=== Section Start ===
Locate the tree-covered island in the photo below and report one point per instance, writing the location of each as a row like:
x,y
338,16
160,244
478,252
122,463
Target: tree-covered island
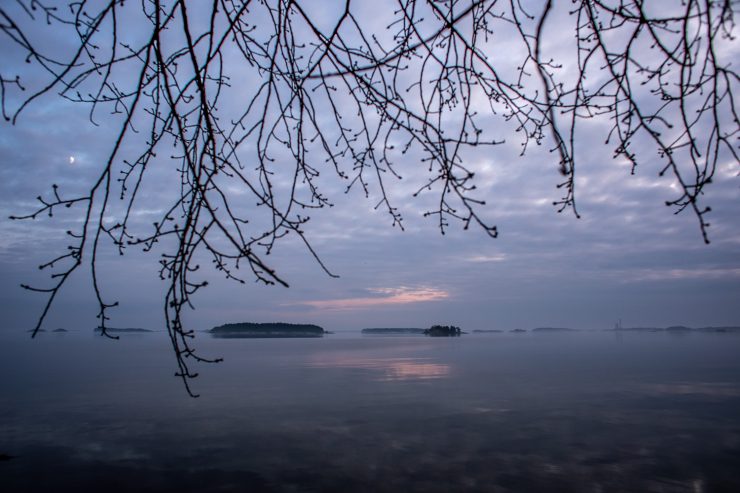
x,y
275,329
443,331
=== Section End ===
Task to carry out
Repeat the material above in full and exactly, apart from the pictures.

Response
Locate the tree-covered island in the photo below and report one point per instance, writing the location of each as a row like:
x,y
338,16
160,244
478,252
122,463
Target: tree-covered island
x,y
275,329
443,331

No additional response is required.